SUPPLIED DATA below:

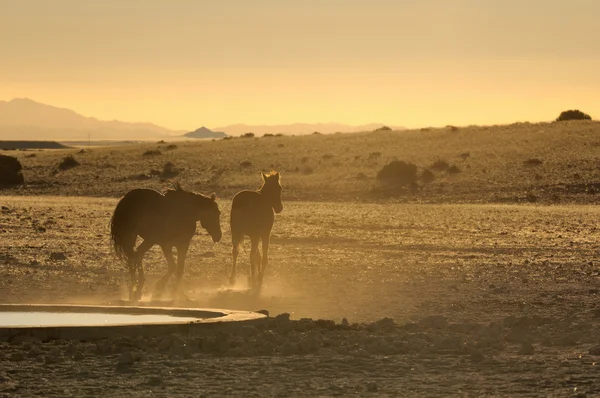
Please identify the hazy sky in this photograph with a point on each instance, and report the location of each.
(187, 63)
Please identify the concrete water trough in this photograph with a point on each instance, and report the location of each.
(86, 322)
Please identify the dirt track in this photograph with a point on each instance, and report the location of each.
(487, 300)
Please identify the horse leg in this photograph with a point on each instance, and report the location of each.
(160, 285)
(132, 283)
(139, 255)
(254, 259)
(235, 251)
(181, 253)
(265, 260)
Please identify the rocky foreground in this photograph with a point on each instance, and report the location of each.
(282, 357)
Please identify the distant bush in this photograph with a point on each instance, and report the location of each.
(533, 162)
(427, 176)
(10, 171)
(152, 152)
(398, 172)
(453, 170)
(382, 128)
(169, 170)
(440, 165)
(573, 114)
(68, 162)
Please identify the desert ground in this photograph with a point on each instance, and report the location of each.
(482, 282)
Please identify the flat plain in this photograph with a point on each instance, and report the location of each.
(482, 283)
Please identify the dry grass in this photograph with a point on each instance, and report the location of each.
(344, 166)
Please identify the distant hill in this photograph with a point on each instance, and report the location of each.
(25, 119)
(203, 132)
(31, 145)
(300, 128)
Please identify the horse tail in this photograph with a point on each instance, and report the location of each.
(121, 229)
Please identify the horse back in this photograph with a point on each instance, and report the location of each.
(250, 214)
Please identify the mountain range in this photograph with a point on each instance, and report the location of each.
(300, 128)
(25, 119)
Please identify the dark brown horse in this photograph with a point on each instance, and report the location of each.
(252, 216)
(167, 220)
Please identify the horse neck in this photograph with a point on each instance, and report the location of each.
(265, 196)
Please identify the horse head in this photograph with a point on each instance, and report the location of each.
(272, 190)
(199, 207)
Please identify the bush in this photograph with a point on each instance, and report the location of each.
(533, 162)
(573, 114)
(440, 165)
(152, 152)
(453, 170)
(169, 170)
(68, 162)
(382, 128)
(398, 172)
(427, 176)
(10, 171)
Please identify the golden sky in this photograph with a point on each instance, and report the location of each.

End of SUPPLIED DATA.

ABOUT THIS TASK: Please transcribe the material above exactly as written. Leave the pictures out.

SOLUTION:
Please identify the hazy sky in this photograph with a point on each instance, and report the location of each.
(187, 63)
Please identify the concrete water trough in this photograph with a point on each instance, and report the location of each.
(86, 322)
Please identify the dirt track in this photograph with a point on each instance, and report the location of each.
(487, 300)
Please identify the horse leg in this photograph with a point on each instance, and report the location of each.
(160, 285)
(132, 283)
(139, 255)
(254, 259)
(235, 251)
(181, 253)
(265, 260)
Please identify the rocky foreground in this photograph with a point on each instance, and report the location of each.
(282, 357)
Please identify the distant bush in this photograph with a point on each instance, and report the location of each.
(533, 162)
(427, 176)
(10, 171)
(152, 152)
(398, 172)
(453, 170)
(382, 128)
(169, 170)
(440, 165)
(573, 114)
(68, 162)
Please identify the desert ground in this photograph with a point on each instance, and report the location of each.
(482, 282)
Please identify the flat plain in this photograph with a point on each instance, and report the location of each.
(482, 283)
Please identify the dry grass in this photograph with a point on each instance, and report the location of each.
(344, 166)
Please identify the distant hill in this photograph with a point on each instance, and report the location of each.
(25, 119)
(203, 132)
(31, 145)
(300, 128)
Please identify the horse tail in this photograph with a point on each instance, and report the location of each.
(121, 229)
Please identify the horse back in this photograph with a point on each instance, and report the location of each.
(250, 214)
Please identify the mountain range in this photograph with a point on each instance, and report the location of each.
(300, 128)
(25, 119)
Please identify the dark brown horse in this photograph with a point on each instance, and report the location of each.
(252, 216)
(167, 220)
Please identify the horse neck in this photograph with a point on each instance, and report the location of each.
(265, 196)
Please identify the horse head in this photograph with a point on each instance, and report the location of each.
(272, 190)
(199, 207)
Please identify the bush in this photograph with a point on each instance, and report the location of each.
(533, 162)
(573, 114)
(440, 165)
(152, 152)
(453, 170)
(169, 170)
(68, 162)
(382, 128)
(398, 172)
(427, 176)
(10, 171)
Please identify the golden sky in this photograph with a point on each instance, and report the location of each.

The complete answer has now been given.